> **Task**
Down to the last line, reproduce the data that follows, but skip the pictures.
___ Information ___
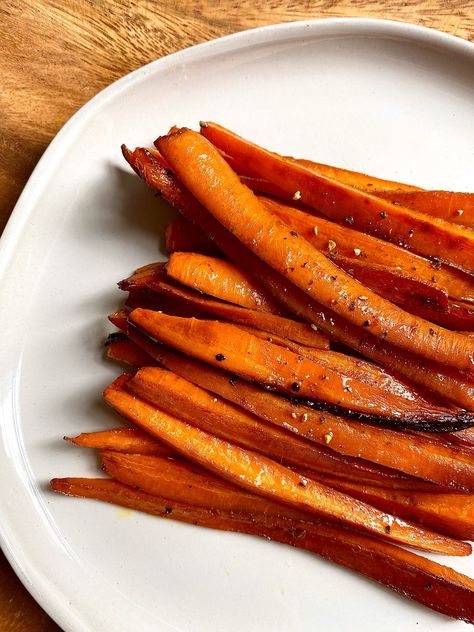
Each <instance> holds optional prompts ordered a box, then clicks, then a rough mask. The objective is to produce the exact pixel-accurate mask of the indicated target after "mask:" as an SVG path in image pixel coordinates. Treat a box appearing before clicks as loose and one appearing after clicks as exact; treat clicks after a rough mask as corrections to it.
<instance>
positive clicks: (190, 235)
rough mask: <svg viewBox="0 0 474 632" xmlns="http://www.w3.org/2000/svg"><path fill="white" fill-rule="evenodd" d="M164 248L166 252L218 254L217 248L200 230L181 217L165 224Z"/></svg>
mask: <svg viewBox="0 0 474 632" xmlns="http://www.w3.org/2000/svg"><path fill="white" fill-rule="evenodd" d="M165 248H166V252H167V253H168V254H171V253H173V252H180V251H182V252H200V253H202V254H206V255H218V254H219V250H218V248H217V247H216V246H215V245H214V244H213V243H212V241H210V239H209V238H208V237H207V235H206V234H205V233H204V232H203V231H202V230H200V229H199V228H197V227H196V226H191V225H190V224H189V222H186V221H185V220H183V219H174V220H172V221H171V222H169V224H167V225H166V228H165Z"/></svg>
___
> **Solution**
Each <instance> holds optional prompts ordered a box, then clicks, then a rough mask. The objective is to produce the exact pixel-accurate mask of the indicated target after "mask:" as an SVG path in image pixel coordinates. Treat a box appearing before clicks as loose and one appearing after clicks as exact; treat clicks after a rough mask as corrections to it.
<instance>
positive clicks: (190, 235)
rough mask: <svg viewBox="0 0 474 632" xmlns="http://www.w3.org/2000/svg"><path fill="white" fill-rule="evenodd" d="M164 248L166 252L218 254L217 248L200 230L181 217L165 224Z"/></svg>
mask: <svg viewBox="0 0 474 632" xmlns="http://www.w3.org/2000/svg"><path fill="white" fill-rule="evenodd" d="M165 248H166V252H167V253H168V254H171V253H173V252H180V251H182V252H200V253H202V254H206V255H218V254H219V250H218V248H217V247H216V246H215V245H214V244H213V243H212V241H210V239H209V238H208V237H207V235H206V234H205V233H204V232H203V231H202V230H200V229H199V228H197V227H196V226H191V225H190V224H189V222H186V221H185V220H183V219H174V220H172V221H171V222H169V224H167V225H166V228H165Z"/></svg>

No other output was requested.